* ACTIVITY: Only the lines from the one containing "Target: woman in gray hoodie" to the end of the records should be given again, word for word and in full.

________________________________________

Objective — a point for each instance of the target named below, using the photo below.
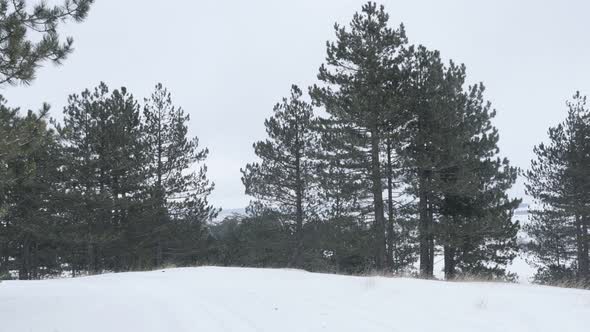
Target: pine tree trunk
(583, 259)
(389, 208)
(430, 234)
(90, 258)
(377, 189)
(424, 227)
(24, 271)
(298, 257)
(450, 271)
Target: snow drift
(212, 299)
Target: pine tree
(105, 162)
(452, 168)
(28, 36)
(28, 225)
(357, 79)
(282, 180)
(178, 194)
(559, 181)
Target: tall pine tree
(283, 179)
(359, 72)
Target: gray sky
(228, 62)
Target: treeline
(389, 163)
(403, 167)
(116, 186)
(559, 182)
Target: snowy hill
(215, 299)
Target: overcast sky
(228, 62)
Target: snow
(215, 299)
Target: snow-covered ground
(212, 299)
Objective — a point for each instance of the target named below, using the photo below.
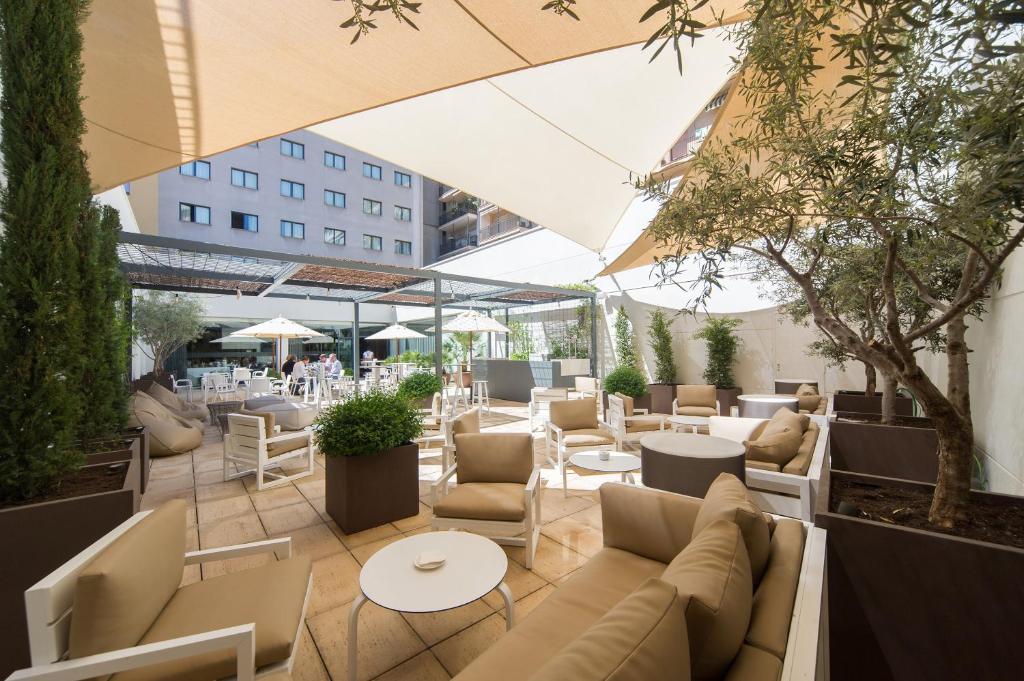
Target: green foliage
(722, 347)
(659, 335)
(626, 350)
(43, 208)
(368, 424)
(420, 385)
(166, 323)
(627, 380)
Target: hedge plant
(628, 380)
(367, 425)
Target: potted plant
(372, 461)
(420, 387)
(663, 390)
(718, 333)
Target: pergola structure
(176, 264)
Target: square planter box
(859, 444)
(907, 604)
(851, 400)
(43, 536)
(371, 491)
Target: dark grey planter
(906, 604)
(371, 491)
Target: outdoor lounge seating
(782, 476)
(750, 591)
(695, 400)
(117, 607)
(498, 493)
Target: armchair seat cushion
(271, 596)
(587, 437)
(484, 501)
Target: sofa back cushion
(696, 395)
(119, 595)
(636, 640)
(574, 414)
(494, 457)
(727, 500)
(715, 573)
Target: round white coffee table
(619, 462)
(474, 565)
(691, 422)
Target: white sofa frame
(246, 447)
(49, 605)
(776, 492)
(525, 533)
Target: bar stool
(480, 396)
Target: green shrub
(627, 380)
(367, 424)
(420, 385)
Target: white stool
(480, 395)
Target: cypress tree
(42, 207)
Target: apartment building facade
(299, 193)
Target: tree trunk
(870, 379)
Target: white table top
(619, 462)
(474, 565)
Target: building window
(193, 213)
(244, 178)
(200, 169)
(336, 199)
(332, 236)
(332, 160)
(371, 171)
(293, 189)
(246, 221)
(293, 229)
(294, 150)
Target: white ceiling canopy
(557, 143)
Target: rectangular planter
(42, 537)
(906, 453)
(906, 604)
(850, 400)
(371, 491)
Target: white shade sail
(395, 332)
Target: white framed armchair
(254, 444)
(498, 493)
(118, 607)
(629, 423)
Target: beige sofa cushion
(270, 596)
(495, 457)
(483, 501)
(727, 500)
(574, 414)
(120, 594)
(715, 572)
(637, 640)
(564, 615)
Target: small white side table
(691, 422)
(619, 462)
(474, 566)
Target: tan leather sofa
(716, 571)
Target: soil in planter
(87, 480)
(988, 519)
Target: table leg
(509, 605)
(353, 625)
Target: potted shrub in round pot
(419, 388)
(372, 461)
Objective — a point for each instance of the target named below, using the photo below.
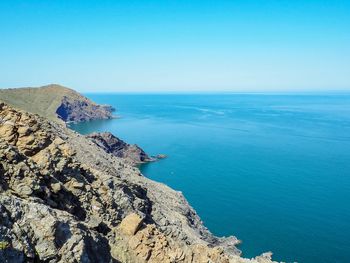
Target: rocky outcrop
(64, 199)
(82, 109)
(56, 103)
(117, 147)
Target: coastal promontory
(67, 198)
(56, 102)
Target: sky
(176, 46)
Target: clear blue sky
(171, 45)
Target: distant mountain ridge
(56, 102)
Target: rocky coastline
(65, 197)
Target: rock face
(82, 109)
(64, 199)
(113, 145)
(56, 103)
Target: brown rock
(131, 224)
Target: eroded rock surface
(56, 103)
(113, 145)
(64, 199)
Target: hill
(56, 103)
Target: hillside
(55, 102)
(65, 199)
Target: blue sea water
(273, 170)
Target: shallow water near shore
(273, 170)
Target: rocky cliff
(56, 102)
(132, 153)
(63, 198)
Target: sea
(271, 169)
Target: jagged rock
(63, 199)
(56, 103)
(113, 145)
(131, 224)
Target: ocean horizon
(271, 169)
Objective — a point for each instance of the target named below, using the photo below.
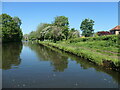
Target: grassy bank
(103, 51)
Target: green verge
(95, 50)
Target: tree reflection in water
(11, 54)
(59, 60)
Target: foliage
(11, 30)
(87, 27)
(96, 50)
(56, 31)
(73, 33)
(61, 21)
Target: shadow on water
(11, 55)
(59, 60)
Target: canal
(29, 65)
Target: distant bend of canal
(29, 65)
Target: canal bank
(107, 62)
(48, 68)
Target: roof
(116, 28)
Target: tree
(62, 21)
(73, 33)
(17, 20)
(11, 30)
(87, 27)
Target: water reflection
(60, 61)
(11, 55)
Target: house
(115, 30)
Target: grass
(94, 49)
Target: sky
(105, 14)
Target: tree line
(59, 30)
(10, 28)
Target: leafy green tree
(62, 21)
(87, 27)
(73, 33)
(11, 30)
(17, 20)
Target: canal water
(29, 65)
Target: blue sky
(105, 14)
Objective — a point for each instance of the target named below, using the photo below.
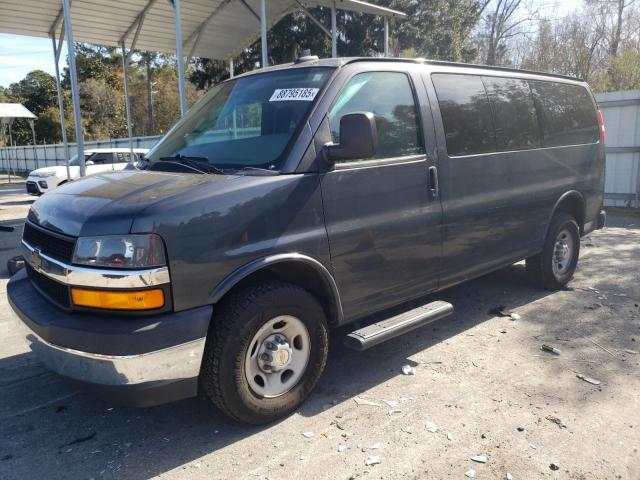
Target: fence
(23, 159)
(621, 111)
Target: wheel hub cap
(275, 354)
(562, 253)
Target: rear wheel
(556, 264)
(265, 352)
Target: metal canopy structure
(8, 113)
(215, 29)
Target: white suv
(97, 160)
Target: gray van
(297, 199)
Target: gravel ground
(481, 382)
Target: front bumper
(131, 360)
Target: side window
(514, 113)
(388, 95)
(466, 114)
(101, 158)
(123, 157)
(567, 114)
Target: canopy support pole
(263, 33)
(306, 11)
(334, 33)
(127, 106)
(35, 145)
(56, 57)
(180, 55)
(74, 86)
(386, 37)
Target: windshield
(74, 160)
(246, 122)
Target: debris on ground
(556, 420)
(79, 440)
(408, 370)
(372, 460)
(364, 401)
(500, 311)
(606, 350)
(479, 458)
(432, 427)
(590, 380)
(550, 349)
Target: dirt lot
(482, 379)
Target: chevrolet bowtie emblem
(36, 259)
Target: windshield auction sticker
(288, 94)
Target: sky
(19, 55)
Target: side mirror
(358, 138)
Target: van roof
(338, 62)
(115, 150)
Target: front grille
(50, 244)
(32, 187)
(57, 292)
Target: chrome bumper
(170, 364)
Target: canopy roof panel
(217, 29)
(14, 110)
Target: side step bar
(371, 335)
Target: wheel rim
(563, 252)
(277, 356)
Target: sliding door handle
(434, 188)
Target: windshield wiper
(257, 171)
(200, 164)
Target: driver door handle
(434, 189)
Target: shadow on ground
(157, 440)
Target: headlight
(120, 251)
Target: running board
(371, 335)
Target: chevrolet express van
(300, 198)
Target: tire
(546, 269)
(228, 366)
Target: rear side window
(516, 122)
(466, 114)
(388, 95)
(101, 158)
(567, 114)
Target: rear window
(516, 122)
(466, 114)
(567, 114)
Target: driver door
(383, 221)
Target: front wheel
(555, 265)
(265, 351)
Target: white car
(97, 160)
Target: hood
(107, 204)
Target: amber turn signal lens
(118, 300)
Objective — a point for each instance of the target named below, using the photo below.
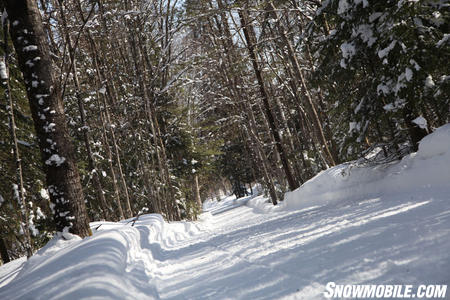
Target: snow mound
(117, 262)
(429, 168)
(434, 144)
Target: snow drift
(428, 169)
(350, 225)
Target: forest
(110, 109)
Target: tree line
(115, 108)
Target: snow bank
(115, 263)
(427, 169)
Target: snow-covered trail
(357, 225)
(246, 255)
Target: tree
(46, 103)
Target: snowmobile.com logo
(384, 291)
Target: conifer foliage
(130, 107)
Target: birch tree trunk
(46, 104)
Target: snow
(343, 7)
(55, 159)
(29, 48)
(384, 52)
(429, 83)
(444, 40)
(421, 122)
(3, 71)
(350, 225)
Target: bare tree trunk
(196, 188)
(249, 34)
(23, 213)
(47, 109)
(85, 128)
(307, 95)
(4, 251)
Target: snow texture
(421, 122)
(3, 71)
(351, 225)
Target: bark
(4, 251)
(85, 128)
(249, 34)
(23, 212)
(47, 109)
(299, 74)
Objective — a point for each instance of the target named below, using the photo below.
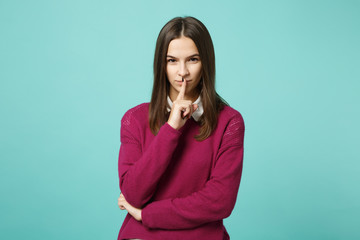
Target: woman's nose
(183, 70)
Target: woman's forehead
(182, 47)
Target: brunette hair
(212, 103)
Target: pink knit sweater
(184, 187)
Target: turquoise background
(70, 69)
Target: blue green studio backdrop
(70, 69)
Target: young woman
(181, 155)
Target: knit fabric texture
(184, 187)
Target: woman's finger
(182, 90)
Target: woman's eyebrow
(194, 55)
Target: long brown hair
(212, 103)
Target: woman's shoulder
(229, 114)
(136, 114)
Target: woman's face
(183, 61)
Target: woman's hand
(124, 205)
(181, 109)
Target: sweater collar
(197, 114)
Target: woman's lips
(180, 82)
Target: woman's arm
(216, 200)
(139, 172)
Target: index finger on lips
(182, 90)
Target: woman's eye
(194, 59)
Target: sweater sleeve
(139, 172)
(216, 200)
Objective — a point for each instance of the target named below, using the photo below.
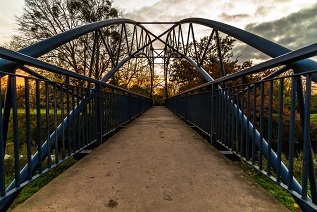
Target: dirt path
(157, 163)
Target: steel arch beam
(267, 47)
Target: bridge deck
(157, 163)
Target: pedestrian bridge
(51, 112)
(167, 167)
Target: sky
(291, 23)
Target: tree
(184, 74)
(45, 18)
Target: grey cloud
(293, 31)
(227, 17)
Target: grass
(313, 117)
(275, 190)
(40, 182)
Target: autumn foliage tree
(186, 76)
(45, 18)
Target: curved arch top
(265, 46)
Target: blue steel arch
(295, 60)
(28, 55)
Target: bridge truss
(74, 111)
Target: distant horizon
(293, 28)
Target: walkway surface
(157, 163)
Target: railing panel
(265, 123)
(51, 122)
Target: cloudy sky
(291, 23)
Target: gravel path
(157, 163)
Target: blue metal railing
(266, 123)
(53, 121)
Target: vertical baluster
(292, 134)
(74, 121)
(55, 124)
(261, 125)
(254, 124)
(306, 129)
(69, 152)
(39, 126)
(242, 125)
(47, 98)
(248, 121)
(269, 138)
(2, 149)
(15, 132)
(28, 125)
(237, 119)
(280, 129)
(62, 102)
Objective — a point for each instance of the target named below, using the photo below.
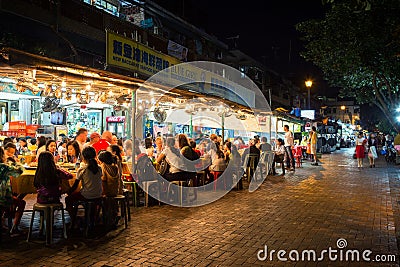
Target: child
(48, 179)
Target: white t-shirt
(289, 139)
(176, 163)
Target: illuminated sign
(115, 119)
(129, 54)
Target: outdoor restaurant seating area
(161, 177)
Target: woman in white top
(279, 155)
(360, 149)
(173, 157)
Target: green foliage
(357, 47)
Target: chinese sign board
(129, 54)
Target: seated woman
(48, 178)
(13, 206)
(174, 159)
(73, 152)
(111, 178)
(51, 146)
(279, 156)
(219, 164)
(90, 177)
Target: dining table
(24, 184)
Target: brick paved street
(308, 210)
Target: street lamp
(308, 85)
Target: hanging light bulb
(68, 96)
(58, 93)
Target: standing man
(313, 145)
(104, 142)
(81, 137)
(265, 146)
(289, 143)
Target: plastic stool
(133, 190)
(48, 213)
(121, 201)
(90, 207)
(126, 194)
(180, 184)
(146, 186)
(216, 175)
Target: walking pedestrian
(372, 152)
(289, 143)
(360, 149)
(313, 146)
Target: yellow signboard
(128, 54)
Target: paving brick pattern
(309, 209)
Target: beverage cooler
(116, 125)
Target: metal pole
(133, 129)
(270, 116)
(223, 126)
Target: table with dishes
(23, 184)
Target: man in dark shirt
(254, 156)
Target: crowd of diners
(99, 165)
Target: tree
(357, 47)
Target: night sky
(266, 31)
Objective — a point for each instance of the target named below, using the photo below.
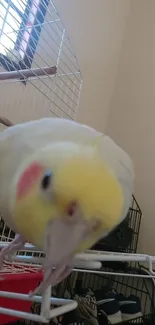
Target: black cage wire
(90, 288)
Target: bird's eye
(46, 181)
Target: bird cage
(40, 77)
(39, 72)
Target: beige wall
(132, 118)
(96, 29)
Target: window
(20, 27)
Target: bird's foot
(16, 244)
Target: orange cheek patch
(29, 177)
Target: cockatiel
(63, 186)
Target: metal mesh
(32, 36)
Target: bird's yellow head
(67, 191)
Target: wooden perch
(26, 73)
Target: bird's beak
(63, 236)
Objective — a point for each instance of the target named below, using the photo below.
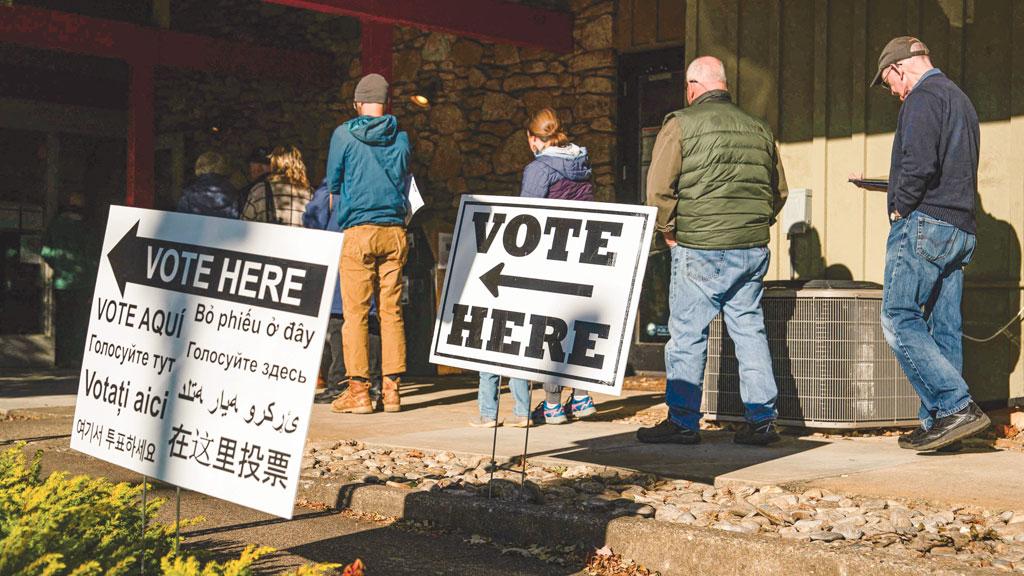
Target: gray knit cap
(372, 89)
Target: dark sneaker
(906, 442)
(757, 435)
(948, 429)
(581, 407)
(668, 432)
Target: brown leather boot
(389, 395)
(355, 400)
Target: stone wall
(233, 114)
(472, 138)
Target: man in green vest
(718, 184)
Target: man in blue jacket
(318, 216)
(366, 171)
(933, 179)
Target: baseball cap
(898, 49)
(372, 89)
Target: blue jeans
(486, 396)
(704, 283)
(921, 310)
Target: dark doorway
(22, 221)
(652, 85)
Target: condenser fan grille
(830, 360)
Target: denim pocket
(705, 264)
(935, 239)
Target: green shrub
(81, 526)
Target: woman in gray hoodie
(560, 170)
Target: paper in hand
(414, 201)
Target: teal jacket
(367, 167)
(73, 251)
(716, 175)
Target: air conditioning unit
(832, 363)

________________________________________

* EXPECTED ANSWER:
Target: woman in gray hoodie
(560, 170)
Target: paper in hand
(414, 201)
Target: teal jacket
(367, 167)
(73, 251)
(716, 175)
Target: air conditioning unit
(832, 363)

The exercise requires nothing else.